Required work. Copy out each line below in which the string "black" appears.

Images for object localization
"""

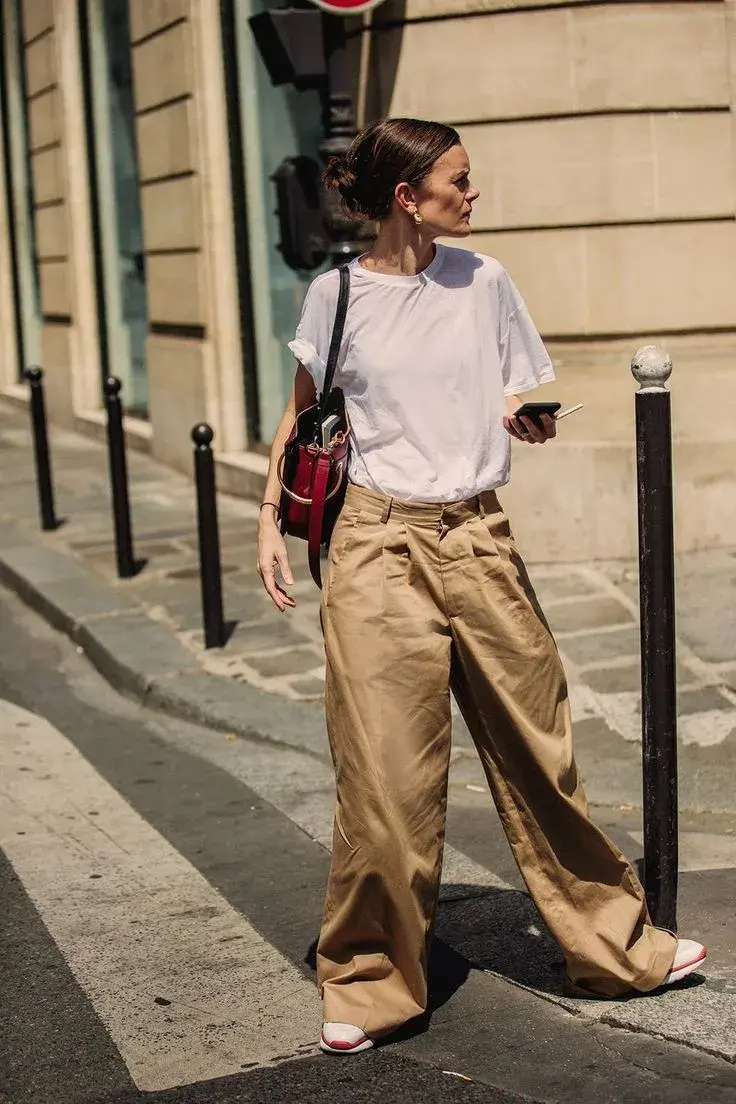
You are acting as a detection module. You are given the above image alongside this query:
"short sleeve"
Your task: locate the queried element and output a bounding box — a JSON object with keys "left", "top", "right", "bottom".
{"left": 496, "top": 267, "right": 556, "bottom": 397}
{"left": 287, "top": 271, "right": 340, "bottom": 394}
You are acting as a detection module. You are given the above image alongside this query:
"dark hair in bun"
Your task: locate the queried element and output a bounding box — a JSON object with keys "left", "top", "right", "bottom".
{"left": 323, "top": 117, "right": 460, "bottom": 222}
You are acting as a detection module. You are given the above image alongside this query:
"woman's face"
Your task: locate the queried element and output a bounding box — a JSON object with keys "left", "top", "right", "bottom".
{"left": 410, "top": 144, "right": 480, "bottom": 237}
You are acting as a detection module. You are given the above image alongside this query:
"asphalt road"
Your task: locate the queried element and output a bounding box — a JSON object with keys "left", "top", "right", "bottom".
{"left": 2, "top": 584, "right": 735, "bottom": 1104}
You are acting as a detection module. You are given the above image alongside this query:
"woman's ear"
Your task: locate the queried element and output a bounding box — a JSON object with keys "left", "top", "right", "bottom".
{"left": 394, "top": 181, "right": 417, "bottom": 217}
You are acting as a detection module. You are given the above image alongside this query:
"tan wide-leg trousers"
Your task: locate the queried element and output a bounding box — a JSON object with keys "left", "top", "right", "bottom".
{"left": 317, "top": 483, "right": 676, "bottom": 1037}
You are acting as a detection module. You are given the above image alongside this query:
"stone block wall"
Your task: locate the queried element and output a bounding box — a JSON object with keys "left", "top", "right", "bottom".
{"left": 367, "top": 0, "right": 736, "bottom": 338}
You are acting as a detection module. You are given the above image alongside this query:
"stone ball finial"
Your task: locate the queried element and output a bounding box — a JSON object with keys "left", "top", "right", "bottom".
{"left": 24, "top": 366, "right": 43, "bottom": 384}
{"left": 191, "top": 423, "right": 214, "bottom": 447}
{"left": 631, "top": 345, "right": 672, "bottom": 391}
{"left": 103, "top": 376, "right": 122, "bottom": 397}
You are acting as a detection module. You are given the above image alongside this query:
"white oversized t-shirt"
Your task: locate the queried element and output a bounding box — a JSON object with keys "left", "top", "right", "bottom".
{"left": 288, "top": 244, "right": 555, "bottom": 503}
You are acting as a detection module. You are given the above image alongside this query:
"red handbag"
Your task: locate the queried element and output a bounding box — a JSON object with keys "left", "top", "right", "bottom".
{"left": 278, "top": 264, "right": 351, "bottom": 588}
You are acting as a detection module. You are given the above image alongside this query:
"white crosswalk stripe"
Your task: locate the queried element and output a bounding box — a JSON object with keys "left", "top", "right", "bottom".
{"left": 0, "top": 699, "right": 319, "bottom": 1092}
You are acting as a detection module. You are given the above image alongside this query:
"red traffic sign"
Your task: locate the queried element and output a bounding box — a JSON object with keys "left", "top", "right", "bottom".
{"left": 310, "top": 0, "right": 388, "bottom": 14}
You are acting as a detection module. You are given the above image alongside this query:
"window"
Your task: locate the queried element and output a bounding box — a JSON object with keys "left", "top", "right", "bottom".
{"left": 226, "top": 0, "right": 327, "bottom": 447}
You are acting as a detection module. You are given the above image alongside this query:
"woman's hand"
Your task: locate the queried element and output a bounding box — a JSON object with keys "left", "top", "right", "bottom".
{"left": 257, "top": 509, "right": 295, "bottom": 613}
{"left": 503, "top": 394, "right": 557, "bottom": 445}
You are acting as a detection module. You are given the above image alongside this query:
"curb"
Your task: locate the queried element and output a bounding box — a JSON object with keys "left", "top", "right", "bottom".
{"left": 0, "top": 525, "right": 329, "bottom": 762}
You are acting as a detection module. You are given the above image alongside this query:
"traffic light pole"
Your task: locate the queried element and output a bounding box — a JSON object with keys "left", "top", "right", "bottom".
{"left": 248, "top": 6, "right": 374, "bottom": 269}
{"left": 319, "top": 14, "right": 373, "bottom": 265}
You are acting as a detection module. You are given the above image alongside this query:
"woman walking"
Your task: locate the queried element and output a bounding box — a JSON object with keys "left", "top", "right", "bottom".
{"left": 257, "top": 118, "right": 706, "bottom": 1055}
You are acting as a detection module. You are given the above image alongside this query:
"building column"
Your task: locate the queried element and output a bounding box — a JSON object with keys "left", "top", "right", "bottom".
{"left": 130, "top": 0, "right": 245, "bottom": 472}
{"left": 0, "top": 23, "right": 21, "bottom": 393}
{"left": 55, "top": 0, "right": 102, "bottom": 415}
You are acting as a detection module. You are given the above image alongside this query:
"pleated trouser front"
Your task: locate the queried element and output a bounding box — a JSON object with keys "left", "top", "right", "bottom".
{"left": 317, "top": 483, "right": 676, "bottom": 1037}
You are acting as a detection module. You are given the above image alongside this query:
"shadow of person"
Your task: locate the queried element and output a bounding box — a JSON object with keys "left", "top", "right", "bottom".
{"left": 304, "top": 882, "right": 703, "bottom": 1043}
{"left": 304, "top": 883, "right": 564, "bottom": 1044}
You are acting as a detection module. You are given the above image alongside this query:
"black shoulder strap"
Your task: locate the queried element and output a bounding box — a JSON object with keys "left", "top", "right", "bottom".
{"left": 319, "top": 264, "right": 350, "bottom": 413}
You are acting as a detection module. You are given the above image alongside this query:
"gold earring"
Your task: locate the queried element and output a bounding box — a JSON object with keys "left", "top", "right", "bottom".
{"left": 413, "top": 212, "right": 423, "bottom": 226}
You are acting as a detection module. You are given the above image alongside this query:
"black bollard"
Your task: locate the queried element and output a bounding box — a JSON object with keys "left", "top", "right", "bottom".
{"left": 191, "top": 423, "right": 226, "bottom": 649}
{"left": 23, "top": 366, "right": 58, "bottom": 531}
{"left": 103, "top": 377, "right": 136, "bottom": 579}
{"left": 632, "top": 345, "right": 678, "bottom": 932}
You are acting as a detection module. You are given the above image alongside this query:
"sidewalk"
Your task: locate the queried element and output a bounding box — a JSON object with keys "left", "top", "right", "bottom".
{"left": 2, "top": 398, "right": 736, "bottom": 1065}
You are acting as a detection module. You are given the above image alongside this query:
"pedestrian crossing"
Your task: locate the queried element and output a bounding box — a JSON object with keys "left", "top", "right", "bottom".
{"left": 2, "top": 692, "right": 735, "bottom": 1100}
{"left": 0, "top": 698, "right": 319, "bottom": 1091}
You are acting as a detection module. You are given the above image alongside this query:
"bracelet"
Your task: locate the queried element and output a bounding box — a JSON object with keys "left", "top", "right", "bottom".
{"left": 260, "top": 501, "right": 280, "bottom": 515}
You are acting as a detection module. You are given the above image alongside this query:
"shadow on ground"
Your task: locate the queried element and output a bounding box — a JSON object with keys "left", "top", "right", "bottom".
{"left": 305, "top": 882, "right": 709, "bottom": 1046}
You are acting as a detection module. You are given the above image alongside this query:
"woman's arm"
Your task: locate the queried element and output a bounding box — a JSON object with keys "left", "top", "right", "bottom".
{"left": 257, "top": 363, "right": 317, "bottom": 611}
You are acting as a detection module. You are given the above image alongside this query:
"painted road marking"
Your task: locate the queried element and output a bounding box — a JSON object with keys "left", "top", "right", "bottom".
{"left": 0, "top": 699, "right": 319, "bottom": 1092}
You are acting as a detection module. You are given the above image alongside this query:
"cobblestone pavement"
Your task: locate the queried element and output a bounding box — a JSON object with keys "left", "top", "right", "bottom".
{"left": 2, "top": 400, "right": 735, "bottom": 816}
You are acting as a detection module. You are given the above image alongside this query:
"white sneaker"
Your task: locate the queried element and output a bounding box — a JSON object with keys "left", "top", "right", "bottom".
{"left": 661, "top": 939, "right": 707, "bottom": 986}
{"left": 319, "top": 1022, "right": 374, "bottom": 1055}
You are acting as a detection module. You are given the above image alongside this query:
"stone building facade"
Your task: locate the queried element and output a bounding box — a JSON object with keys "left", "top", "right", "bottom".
{"left": 1, "top": 0, "right": 734, "bottom": 558}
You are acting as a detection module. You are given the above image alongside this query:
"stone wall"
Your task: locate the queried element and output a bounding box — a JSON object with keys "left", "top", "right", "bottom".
{"left": 368, "top": 0, "right": 736, "bottom": 337}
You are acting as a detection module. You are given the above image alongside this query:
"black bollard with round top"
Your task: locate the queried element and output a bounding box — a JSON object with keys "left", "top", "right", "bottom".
{"left": 191, "top": 423, "right": 226, "bottom": 649}
{"left": 23, "top": 366, "right": 58, "bottom": 531}
{"left": 103, "top": 377, "right": 136, "bottom": 579}
{"left": 632, "top": 344, "right": 678, "bottom": 932}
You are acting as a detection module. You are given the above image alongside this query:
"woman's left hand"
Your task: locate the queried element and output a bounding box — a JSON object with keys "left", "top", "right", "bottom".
{"left": 503, "top": 411, "right": 557, "bottom": 444}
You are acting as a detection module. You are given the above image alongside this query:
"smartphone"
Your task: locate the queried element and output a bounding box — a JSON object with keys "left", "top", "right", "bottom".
{"left": 321, "top": 413, "right": 340, "bottom": 448}
{"left": 513, "top": 401, "right": 561, "bottom": 428}
{"left": 512, "top": 401, "right": 583, "bottom": 428}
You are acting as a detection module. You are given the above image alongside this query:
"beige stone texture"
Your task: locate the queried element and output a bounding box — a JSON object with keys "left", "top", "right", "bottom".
{"left": 502, "top": 442, "right": 637, "bottom": 562}
{"left": 674, "top": 441, "right": 736, "bottom": 553}
{"left": 137, "top": 99, "right": 198, "bottom": 182}
{"left": 38, "top": 260, "right": 71, "bottom": 316}
{"left": 465, "top": 219, "right": 736, "bottom": 335}
{"left": 55, "top": 0, "right": 104, "bottom": 412}
{"left": 497, "top": 331, "right": 736, "bottom": 558}
{"left": 146, "top": 254, "right": 205, "bottom": 327}
{"left": 28, "top": 88, "right": 62, "bottom": 151}
{"left": 464, "top": 111, "right": 733, "bottom": 230}
{"left": 129, "top": 0, "right": 190, "bottom": 43}
{"left": 378, "top": 4, "right": 729, "bottom": 122}
{"left": 146, "top": 334, "right": 208, "bottom": 471}
{"left": 503, "top": 436, "right": 736, "bottom": 562}
{"left": 34, "top": 203, "right": 68, "bottom": 260}
{"left": 456, "top": 231, "right": 588, "bottom": 335}
{"left": 140, "top": 177, "right": 202, "bottom": 251}
{"left": 536, "top": 334, "right": 736, "bottom": 446}
{"left": 652, "top": 112, "right": 735, "bottom": 220}
{"left": 30, "top": 146, "right": 65, "bottom": 204}
{"left": 21, "top": 0, "right": 53, "bottom": 43}
{"left": 377, "top": 11, "right": 573, "bottom": 122}
{"left": 187, "top": 0, "right": 247, "bottom": 453}
{"left": 25, "top": 28, "right": 56, "bottom": 95}
{"left": 571, "top": 3, "right": 729, "bottom": 112}
{"left": 215, "top": 454, "right": 270, "bottom": 504}
{"left": 584, "top": 220, "right": 736, "bottom": 334}
{"left": 403, "top": 0, "right": 588, "bottom": 15}
{"left": 132, "top": 21, "right": 194, "bottom": 114}
{"left": 40, "top": 322, "right": 74, "bottom": 428}
{"left": 465, "top": 116, "right": 652, "bottom": 230}
{"left": 726, "top": 2, "right": 736, "bottom": 212}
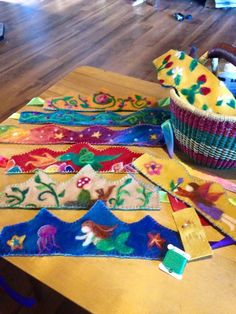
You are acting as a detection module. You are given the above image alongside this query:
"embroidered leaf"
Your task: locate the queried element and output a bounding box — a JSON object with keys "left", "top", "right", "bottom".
{"left": 58, "top": 189, "right": 66, "bottom": 198}
{"left": 170, "top": 180, "right": 176, "bottom": 191}
{"left": 189, "top": 59, "right": 198, "bottom": 71}
{"left": 119, "top": 190, "right": 130, "bottom": 197}
{"left": 135, "top": 95, "right": 142, "bottom": 101}
{"left": 80, "top": 103, "right": 89, "bottom": 108}
{"left": 25, "top": 203, "right": 37, "bottom": 208}
{"left": 11, "top": 187, "right": 21, "bottom": 193}
{"left": 216, "top": 100, "right": 223, "bottom": 107}
{"left": 179, "top": 52, "right": 185, "bottom": 60}
{"left": 36, "top": 185, "right": 47, "bottom": 190}
{"left": 201, "top": 104, "right": 208, "bottom": 111}
{"left": 116, "top": 198, "right": 125, "bottom": 206}
{"left": 166, "top": 69, "right": 174, "bottom": 76}
{"left": 158, "top": 97, "right": 170, "bottom": 107}
{"left": 35, "top": 174, "right": 41, "bottom": 184}
{"left": 181, "top": 89, "right": 189, "bottom": 96}
{"left": 136, "top": 187, "right": 143, "bottom": 193}
{"left": 174, "top": 74, "right": 181, "bottom": 86}
{"left": 227, "top": 99, "right": 236, "bottom": 109}
{"left": 187, "top": 93, "right": 195, "bottom": 105}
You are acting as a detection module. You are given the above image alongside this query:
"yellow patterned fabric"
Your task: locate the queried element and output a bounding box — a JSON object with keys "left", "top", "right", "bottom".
{"left": 153, "top": 49, "right": 236, "bottom": 115}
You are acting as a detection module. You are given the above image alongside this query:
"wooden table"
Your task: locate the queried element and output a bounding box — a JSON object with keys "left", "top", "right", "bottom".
{"left": 1, "top": 67, "right": 236, "bottom": 314}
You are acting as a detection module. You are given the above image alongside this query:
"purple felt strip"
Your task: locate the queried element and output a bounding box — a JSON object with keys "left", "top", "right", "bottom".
{"left": 210, "top": 236, "right": 236, "bottom": 249}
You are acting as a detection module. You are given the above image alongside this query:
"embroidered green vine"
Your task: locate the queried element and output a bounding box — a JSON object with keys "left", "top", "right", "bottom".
{"left": 5, "top": 187, "right": 35, "bottom": 207}
{"left": 108, "top": 178, "right": 132, "bottom": 207}
{"left": 170, "top": 178, "right": 184, "bottom": 192}
{"left": 136, "top": 186, "right": 153, "bottom": 208}
{"left": 35, "top": 174, "right": 65, "bottom": 207}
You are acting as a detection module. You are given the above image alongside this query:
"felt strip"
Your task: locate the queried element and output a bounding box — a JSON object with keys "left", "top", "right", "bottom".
{"left": 172, "top": 207, "right": 212, "bottom": 260}
{"left": 0, "top": 125, "right": 164, "bottom": 146}
{"left": 0, "top": 165, "right": 159, "bottom": 210}
{"left": 133, "top": 154, "right": 236, "bottom": 240}
{"left": 0, "top": 201, "right": 182, "bottom": 259}
{"left": 6, "top": 143, "right": 141, "bottom": 174}
{"left": 18, "top": 108, "right": 170, "bottom": 127}
{"left": 43, "top": 92, "right": 160, "bottom": 112}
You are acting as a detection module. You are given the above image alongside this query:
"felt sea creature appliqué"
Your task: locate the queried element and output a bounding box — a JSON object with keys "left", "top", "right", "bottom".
{"left": 0, "top": 165, "right": 159, "bottom": 210}
{"left": 153, "top": 49, "right": 236, "bottom": 115}
{"left": 0, "top": 125, "right": 164, "bottom": 146}
{"left": 133, "top": 154, "right": 236, "bottom": 240}
{"left": 19, "top": 108, "right": 170, "bottom": 127}
{"left": 0, "top": 201, "right": 182, "bottom": 259}
{"left": 6, "top": 143, "right": 141, "bottom": 174}
{"left": 43, "top": 92, "right": 159, "bottom": 112}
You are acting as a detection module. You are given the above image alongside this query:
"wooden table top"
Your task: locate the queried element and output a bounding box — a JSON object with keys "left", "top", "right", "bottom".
{"left": 1, "top": 66, "right": 236, "bottom": 314}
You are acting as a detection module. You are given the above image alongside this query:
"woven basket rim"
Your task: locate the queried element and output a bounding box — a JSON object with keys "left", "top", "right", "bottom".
{"left": 170, "top": 89, "right": 236, "bottom": 122}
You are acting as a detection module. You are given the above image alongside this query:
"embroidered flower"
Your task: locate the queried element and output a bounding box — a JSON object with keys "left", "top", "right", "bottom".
{"left": 163, "top": 54, "right": 171, "bottom": 63}
{"left": 216, "top": 96, "right": 235, "bottom": 108}
{"left": 165, "top": 62, "right": 173, "bottom": 69}
{"left": 200, "top": 87, "right": 211, "bottom": 96}
{"left": 172, "top": 67, "right": 183, "bottom": 79}
{"left": 145, "top": 161, "right": 162, "bottom": 175}
{"left": 197, "top": 75, "right": 207, "bottom": 84}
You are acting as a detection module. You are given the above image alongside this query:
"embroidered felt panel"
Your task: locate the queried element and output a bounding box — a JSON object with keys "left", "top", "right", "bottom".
{"left": 153, "top": 49, "right": 236, "bottom": 115}
{"left": 133, "top": 154, "right": 236, "bottom": 240}
{"left": 43, "top": 92, "right": 160, "bottom": 112}
{"left": 19, "top": 108, "right": 170, "bottom": 127}
{"left": 0, "top": 165, "right": 159, "bottom": 210}
{"left": 0, "top": 201, "right": 182, "bottom": 259}
{"left": 6, "top": 143, "right": 141, "bottom": 174}
{"left": 0, "top": 125, "right": 164, "bottom": 146}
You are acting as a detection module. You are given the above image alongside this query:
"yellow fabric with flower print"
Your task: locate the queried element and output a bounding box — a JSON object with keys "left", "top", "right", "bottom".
{"left": 153, "top": 49, "right": 236, "bottom": 116}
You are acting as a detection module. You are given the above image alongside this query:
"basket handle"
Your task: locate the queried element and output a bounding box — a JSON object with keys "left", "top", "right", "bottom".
{"left": 198, "top": 43, "right": 236, "bottom": 74}
{"left": 207, "top": 43, "right": 236, "bottom": 66}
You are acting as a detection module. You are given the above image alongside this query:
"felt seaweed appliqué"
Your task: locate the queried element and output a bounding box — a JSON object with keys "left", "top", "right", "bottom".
{"left": 0, "top": 201, "right": 182, "bottom": 259}
{"left": 6, "top": 143, "right": 141, "bottom": 174}
{"left": 43, "top": 92, "right": 159, "bottom": 112}
{"left": 0, "top": 165, "right": 159, "bottom": 210}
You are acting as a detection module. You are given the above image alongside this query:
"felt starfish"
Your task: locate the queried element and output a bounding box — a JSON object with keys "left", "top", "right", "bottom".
{"left": 147, "top": 232, "right": 166, "bottom": 249}
{"left": 150, "top": 134, "right": 157, "bottom": 140}
{"left": 54, "top": 132, "right": 64, "bottom": 139}
{"left": 7, "top": 235, "right": 26, "bottom": 250}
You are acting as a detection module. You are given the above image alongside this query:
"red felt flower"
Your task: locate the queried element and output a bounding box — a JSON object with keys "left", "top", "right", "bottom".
{"left": 158, "top": 79, "right": 165, "bottom": 84}
{"left": 165, "top": 62, "right": 173, "bottom": 69}
{"left": 197, "top": 74, "right": 207, "bottom": 84}
{"left": 163, "top": 54, "right": 171, "bottom": 63}
{"left": 200, "top": 87, "right": 211, "bottom": 95}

"""

Result of the exercise.
"black shoulder strap"
"black bollard"
"black bollard with round top"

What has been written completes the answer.